Brief 1:
Change "shrub" to "bush" in the listing, from its first line through the line containing "352 95 L 340", and give those lines again with nothing else altered. Leave the pictures out of your answer.

** START OF Source excerpt **

## Cost Function

Notation
- r(i,j) = 1 if user j has rater movie i (0 if they have not yet rated)
- $y^{(i,j)}$ = rating fiven by user j on movie i (if defined)
- $w^{(j)}$, $b^{(j)}$ = parameters for user j
- $x^{(i)}$ = feature vector for movie i
- $m^{(j)}$ = number of movies rated by user j

For user j and movie i, predicted rating =  $w^{(j)}$ ⋅ $x^{(i)}$ + $b^{(j)}$

**Cost Function** 
$$\frac{1}{2} \sum_{i:r(i,j) = 1} (w^{(j)} ⋅ x^{(i)} + b^{(j)} - y^{(i,j)}) + \frac{λ}{2} \sum_{k=1}^n (w_k^{(j)})^2 $$
- sum cost function for all users

**Collaborative Filtering**
$$\frac{1}{2} \sum_{i:r(i,j) = 1} (w^{(j)} ⋅ x^{(i)} + b^{(j)} - y^{(i,j)}) + \frac{λ}{2} \sum_{i=1}^{n_u} \sum_{k=1}^n (w_k^{(j)})^2 \frac{λ}{2} + \sum_{i=1}^{n_m} \sum_{k=1}^n (w_k^{(j)})^2$$

- cost function now a function of w, b, and x rather than just w and b
- through gradient descent, update all values


**Binary Labels**
- rather than predicting y through a linear funciton, use logistic function
 $$ \sum_{(i,j):r(i,j) = 1} L(f_{(w,b,x)}, y^{(i,j)}) $$
 where 
$$L(f_{(w,b,x)}, y^{(i,j)}) = -y^{(i,j)}log(f_{(w,b,x)}(x)) - (1-y^{(i,j)})log(1-f_{(w,b,x)}(x))$$
 $$ f_{(w,b,x)}(x) = g(w^{(j)} ⋅ x^{(i)} + b^{(j)}) $$

**Mean Normalizaiton**
- when there is a new user that hasnt provided any ratings, normaize the rows of the current rating matrix to be zero
 $$ w^{(j)} ⋅ x^{(i)} + b^{(j)} + μ_{1} $$



**Gradient Descent Implementation of Collaborative Filtering**

In [1]:
import tensorflow as tf

w = tf.Variable(3.0) # tf variables are the parameters we want to optimize
x = 1.0
y = 1.0 # target value
alpha = 0.01

iterations = 30
for iter in range(iterations):

    # use TensorFlow's Gradient tape to record the steps used to compute tje cost J, to enable auto differentiaion
    with tf.GradientTape() as tape:
        fwb = w*x
        costJ = (fwb - y)**2
    
    # Use the gradient tape to calculate the gradients of the cost with respect to the parameter w
    [dJdw] = tape.gradient(costJ, [w])

** END OF Source excerpt **

Brief 2:
Write what comes next in the collaborative filtering notes, picking up right after their last line.

** START OF Provided material **

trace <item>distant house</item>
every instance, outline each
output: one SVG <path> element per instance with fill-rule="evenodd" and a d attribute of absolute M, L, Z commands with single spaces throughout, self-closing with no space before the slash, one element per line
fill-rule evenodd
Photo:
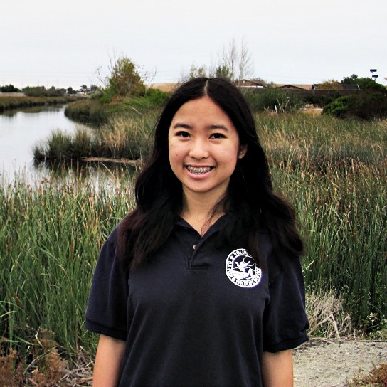
<path fill-rule="evenodd" d="M 235 81 L 235 85 L 239 88 L 265 88 L 267 87 L 266 83 L 262 80 L 247 80 L 243 79 L 241 80 Z"/>
<path fill-rule="evenodd" d="M 314 85 L 291 85 L 289 83 L 277 83 L 273 85 L 273 87 L 284 90 L 314 90 L 315 89 Z"/>

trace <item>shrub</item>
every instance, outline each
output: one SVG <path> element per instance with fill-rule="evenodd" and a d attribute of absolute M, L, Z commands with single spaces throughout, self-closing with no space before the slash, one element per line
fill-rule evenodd
<path fill-rule="evenodd" d="M 290 112 L 299 107 L 301 99 L 296 93 L 269 88 L 265 90 L 247 90 L 243 94 L 253 112 L 275 110 Z"/>
<path fill-rule="evenodd" d="M 352 95 L 340 97 L 327 105 L 323 113 L 339 118 L 383 118 L 387 117 L 387 92 L 369 88 Z"/>

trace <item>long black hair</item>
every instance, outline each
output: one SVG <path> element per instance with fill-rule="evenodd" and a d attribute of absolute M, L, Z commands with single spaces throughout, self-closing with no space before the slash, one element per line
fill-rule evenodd
<path fill-rule="evenodd" d="M 270 236 L 275 251 L 292 256 L 302 254 L 294 211 L 273 193 L 266 156 L 245 100 L 228 80 L 198 78 L 176 90 L 156 125 L 153 152 L 136 182 L 136 208 L 118 228 L 118 252 L 127 267 L 140 265 L 166 241 L 181 211 L 181 183 L 169 164 L 168 133 L 177 110 L 184 103 L 204 96 L 227 114 L 237 129 L 240 145 L 247 146 L 222 200 L 230 221 L 220 232 L 219 243 L 245 240 L 259 263 L 259 235 L 263 232 Z"/>

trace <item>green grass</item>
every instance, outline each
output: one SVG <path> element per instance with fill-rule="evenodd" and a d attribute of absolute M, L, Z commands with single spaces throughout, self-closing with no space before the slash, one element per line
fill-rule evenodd
<path fill-rule="evenodd" d="M 83 154 L 100 144 L 112 157 L 146 157 L 157 111 L 134 115 L 77 133 L 70 147 Z M 255 118 L 276 189 L 300 220 L 308 291 L 339 296 L 359 329 L 386 329 L 386 121 Z M 131 176 L 110 174 L 98 186 L 83 175 L 33 187 L 2 182 L 0 336 L 26 359 L 39 329 L 55 332 L 68 356 L 95 347 L 83 329 L 91 277 L 102 243 L 134 205 Z"/>
<path fill-rule="evenodd" d="M 11 346 L 20 351 L 43 328 L 68 354 L 90 349 L 83 322 L 91 275 L 132 206 L 131 179 L 115 189 L 107 183 L 18 181 L 0 190 L 0 336 Z"/>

** END OF Provided material **

Written answer 1:
trace <item>distant house</item>
every instance, outline each
output: one SVG <path> element per instance with fill-rule="evenodd" and a d attribute of absolute M, L, Z commands with single spaces throughout, self-closing with no space before the slash, one element per line
fill-rule evenodd
Photo:
<path fill-rule="evenodd" d="M 235 81 L 235 85 L 239 88 L 265 88 L 267 87 L 266 83 L 262 80 L 247 80 L 243 79 L 241 80 Z"/>
<path fill-rule="evenodd" d="M 314 85 L 291 85 L 289 83 L 277 83 L 273 85 L 273 87 L 284 90 L 314 90 L 315 89 Z"/>

trace <item>bush</item>
every instance, outline each
output: one SVG <path> element per instance with fill-rule="evenodd" and a d attribute of absolute M, L, Z commands with single spaces throughout, self-closing with no space before the slash, one element per line
fill-rule evenodd
<path fill-rule="evenodd" d="M 290 112 L 299 107 L 301 99 L 296 93 L 269 88 L 265 90 L 247 90 L 243 94 L 253 112 L 275 110 Z"/>
<path fill-rule="evenodd" d="M 352 95 L 340 97 L 327 105 L 323 113 L 339 118 L 383 118 L 387 117 L 387 92 L 369 88 Z"/>

Written answer 2:
    # Run one step of gradient descent by updating the value of w to reduce the cost
    w.assign_add(-alpha * dJdw)

**Adam Optimizer Implementation of Collaborative Filtering**

In [None]:
import keras

# instance of optimizer
optimizer = keras.optimizers.Adam(learning_rate = 1e-1)

iterations = 200
for iter in range(iterations):
    # use TensorFlow's GradientTape to record operatiomns used to compute the cost

    with tf.GradientTape() as tape:

        # compute cost (forward pass is included in cost)
        cost_value = coifCostFuncV(X, W, b, Ynorm, R, num_users, num_movies, lambda)

        # use the fradient tape to automatically retrieve the gradients of the trainable variables with respect to the loss
        grads = tape.gradient(cost_value, [X, W, b])

        # Run one step of gradient descent by updating the value of the variables to minimize the loss
        optimizer.apply_gradients(zip(grads, [X, W, b]))